# What to work on:
Go through the entries and write each one out again unchanged.

# Stored data:

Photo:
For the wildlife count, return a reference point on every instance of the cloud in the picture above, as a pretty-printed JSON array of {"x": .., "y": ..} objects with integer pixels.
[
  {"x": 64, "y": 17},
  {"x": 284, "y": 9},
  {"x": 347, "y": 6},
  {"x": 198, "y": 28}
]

# Exercise output:
Photo:
For the wildlife count, return a reference point on every instance of the cloud in the picture above, as a pretty-printed JSON array of {"x": .., "y": ..} objects with integer pixels.
[
  {"x": 64, "y": 17},
  {"x": 284, "y": 9},
  {"x": 347, "y": 6},
  {"x": 198, "y": 28}
]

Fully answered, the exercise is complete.